- **Extrait présenté**
Qu’apporte encore cet élément liquide?

Il est lié au flottement, au mouvement, à l’immobilité et à l’apesanteur que nous avons expérimenté par tout un entraînement composé entre autres de plongées en apnée lors de la préparation de la pièce. L’eau favorise l’abandon de la gravité, si ce n’est une relation différente à un corps en apesanteur.

Tout cela vient aussi de l’univers du ballet classique. Pour mémoire, lorsqu'une nymphe s’extrait de l'eau, cela peut représenter une transition ou un passage entre deux mondes. Le monde aquatique souvent lié à l'inconscient, aux émotions et au mystère, et celui de la terre, la réalité tangible, où les nymphes semblent être parfois dénuées de corporalité.

Cela peut ramener notamment au cas de personnes en butte de nos jours à l’anorexie. C’est aussi un volet psychologique consistant à voir comment s’entrainer et vivre dans l’eau. Cela en imaginant une forme de futur dystopique consistant à ne plus respire l’air à la surface terrestre.

Pourquoi dès lors ne pas imaginer être heureuse tout en étant immergée dans l’eau?


Pour le décor...

C’est une approche scénographique qu’il a fallu développer dès les prémices de la création, pour des questions logistiques à long terme de production d’aquariums et d’une piscine. L’idée? Convoquer le plus d’eau possible au plateau.

Et faire que les interprètes soient plongées ou évoluent dans cet élément le plus longtemps envisageable au fil du spectacle. Et voir les caractères et personnages que l’eau peut amener. Il faut ainsi interroger la supposée qualité maternelle de ce liquide amniotique connecté avec l’idée de fertilité. Sa fluidité.





D’autres dimensions?

Oui. Nous ne cachons pas le côté violent rattaché à l’eau. Sa part d’inconnu, de mystère et d’abysse. Il existe aussi tout une composante environnementale liée à cet élément devenu menacé, rare et précieux. Cela nous a conduites à travailler aussi avec une distribution composée d’enfants.

La raison? Pouvoir convoquer au plateau différents points de vue générationnels autour de sujets gravitant autour de l’eau.

Sur les témoignages contemporains et véridiques sur le viol, l’anorexie et les abus dans Ophelia’s Got Talent?

Si les traumatismes portés par des artistes féminines sont très présents sur les scènes européennes et pourraient sembler «à la mode», le spectacle rappelle que ces traumas s’inscrivent dans une longue lignée d’histoires narrées depuis la Grèce antique et au gré de l’histoire de l’art.

Que l’on songe particulièrement à Léda brutalement violée par Zeus sous l’apparence d’un cygne. Nous transposons ces violences faites à des figures mythologiques au cœur de notre aujourd’hui. Mais naturellement selon d’autres perspectives.

- **Données extraites**

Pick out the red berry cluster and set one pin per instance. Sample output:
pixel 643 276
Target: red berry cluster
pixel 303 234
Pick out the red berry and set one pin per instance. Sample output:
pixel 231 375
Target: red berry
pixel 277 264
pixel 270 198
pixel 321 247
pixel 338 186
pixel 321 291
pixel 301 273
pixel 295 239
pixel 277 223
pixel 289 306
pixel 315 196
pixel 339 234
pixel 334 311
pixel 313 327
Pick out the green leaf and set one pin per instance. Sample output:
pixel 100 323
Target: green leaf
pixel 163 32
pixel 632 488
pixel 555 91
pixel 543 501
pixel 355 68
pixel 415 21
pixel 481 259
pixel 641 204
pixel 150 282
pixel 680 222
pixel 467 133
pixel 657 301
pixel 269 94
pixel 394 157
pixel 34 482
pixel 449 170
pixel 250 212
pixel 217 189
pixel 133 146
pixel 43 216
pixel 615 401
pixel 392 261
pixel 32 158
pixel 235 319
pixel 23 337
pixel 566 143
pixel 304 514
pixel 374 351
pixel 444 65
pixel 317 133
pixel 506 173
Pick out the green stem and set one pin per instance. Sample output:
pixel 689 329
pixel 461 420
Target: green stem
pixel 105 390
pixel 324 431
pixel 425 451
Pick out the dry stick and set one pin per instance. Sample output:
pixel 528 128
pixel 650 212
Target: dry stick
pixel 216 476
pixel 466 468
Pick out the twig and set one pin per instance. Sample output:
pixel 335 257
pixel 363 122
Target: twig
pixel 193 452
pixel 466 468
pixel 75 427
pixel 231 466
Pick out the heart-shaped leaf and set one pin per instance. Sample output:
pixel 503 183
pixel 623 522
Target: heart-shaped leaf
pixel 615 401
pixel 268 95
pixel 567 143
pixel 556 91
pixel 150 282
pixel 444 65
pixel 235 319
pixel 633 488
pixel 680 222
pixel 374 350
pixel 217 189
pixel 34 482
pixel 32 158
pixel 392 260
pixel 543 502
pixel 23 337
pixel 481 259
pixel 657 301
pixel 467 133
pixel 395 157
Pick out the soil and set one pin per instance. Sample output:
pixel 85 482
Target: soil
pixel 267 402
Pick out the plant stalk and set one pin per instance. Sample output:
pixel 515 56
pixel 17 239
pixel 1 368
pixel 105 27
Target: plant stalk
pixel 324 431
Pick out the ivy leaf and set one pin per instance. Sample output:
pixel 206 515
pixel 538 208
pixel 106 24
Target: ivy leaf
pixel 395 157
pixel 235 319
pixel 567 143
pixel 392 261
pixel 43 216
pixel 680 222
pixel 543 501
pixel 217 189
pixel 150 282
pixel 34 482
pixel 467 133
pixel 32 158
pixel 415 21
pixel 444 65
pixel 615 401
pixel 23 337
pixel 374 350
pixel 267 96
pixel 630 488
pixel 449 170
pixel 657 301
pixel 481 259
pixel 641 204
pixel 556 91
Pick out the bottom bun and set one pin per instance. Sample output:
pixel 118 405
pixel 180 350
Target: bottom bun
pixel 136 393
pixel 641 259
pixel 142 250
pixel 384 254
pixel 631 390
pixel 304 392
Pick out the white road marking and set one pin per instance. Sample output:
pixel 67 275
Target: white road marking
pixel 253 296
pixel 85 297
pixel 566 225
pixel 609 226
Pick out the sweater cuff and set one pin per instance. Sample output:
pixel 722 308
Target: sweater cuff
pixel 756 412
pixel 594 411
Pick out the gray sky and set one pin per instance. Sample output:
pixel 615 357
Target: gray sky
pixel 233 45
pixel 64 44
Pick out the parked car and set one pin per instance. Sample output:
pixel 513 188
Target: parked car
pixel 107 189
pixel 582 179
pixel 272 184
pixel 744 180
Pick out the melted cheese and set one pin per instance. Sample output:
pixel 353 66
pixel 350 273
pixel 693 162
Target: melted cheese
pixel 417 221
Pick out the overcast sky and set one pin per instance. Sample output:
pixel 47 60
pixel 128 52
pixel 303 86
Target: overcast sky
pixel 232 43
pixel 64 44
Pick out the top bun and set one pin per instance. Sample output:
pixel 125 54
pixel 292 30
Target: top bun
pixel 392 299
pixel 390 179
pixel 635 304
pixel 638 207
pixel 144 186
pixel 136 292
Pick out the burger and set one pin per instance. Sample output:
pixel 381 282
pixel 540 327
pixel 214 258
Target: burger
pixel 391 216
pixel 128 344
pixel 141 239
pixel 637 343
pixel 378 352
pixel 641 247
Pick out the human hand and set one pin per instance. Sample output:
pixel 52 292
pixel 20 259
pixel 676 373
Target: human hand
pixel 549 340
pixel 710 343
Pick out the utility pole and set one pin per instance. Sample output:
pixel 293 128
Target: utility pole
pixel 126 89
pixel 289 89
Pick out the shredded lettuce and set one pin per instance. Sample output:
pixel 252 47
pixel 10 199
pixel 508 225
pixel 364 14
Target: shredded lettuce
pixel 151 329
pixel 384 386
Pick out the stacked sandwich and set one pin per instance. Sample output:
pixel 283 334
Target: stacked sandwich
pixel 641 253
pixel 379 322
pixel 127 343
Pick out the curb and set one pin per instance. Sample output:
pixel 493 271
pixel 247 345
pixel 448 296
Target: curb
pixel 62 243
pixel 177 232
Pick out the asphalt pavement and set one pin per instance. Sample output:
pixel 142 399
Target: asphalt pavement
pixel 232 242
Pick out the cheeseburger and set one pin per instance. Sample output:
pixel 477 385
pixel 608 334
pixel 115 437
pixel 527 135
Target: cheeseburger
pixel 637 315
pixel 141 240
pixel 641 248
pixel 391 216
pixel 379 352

- **Consignes**
1: Traduisez en anglais cette phrase de l’extrait présenté : « Nous ne cachons pas le côté violent rattaché à l’eau. »
2: Réécrivez les lignes du listing, de la première jusqu’à celle qui contient « pixel 313 327 » incluse, en remplaçant « Sample output » par « Example output » sans rien changer d’autre.

- **Réponses par consigne**
1: We do not hide the violent side connected with water.

2:
Pick out the red berry cluster and set one pin per instance. Example output:
pixel 643 276
Target: red berry cluster
pixel 303 234
Pick out the red berry and set one pin per instance. Example output:
pixel 231 375
Target: red berry
pixel 277 264
pixel 270 198
pixel 321 247
pixel 338 186
pixel 321 291
pixel 301 273
pixel 295 239
pixel 277 223
pixel 289 306
pixel 315 196
pixel 339 234
pixel 334 311
pixel 313 327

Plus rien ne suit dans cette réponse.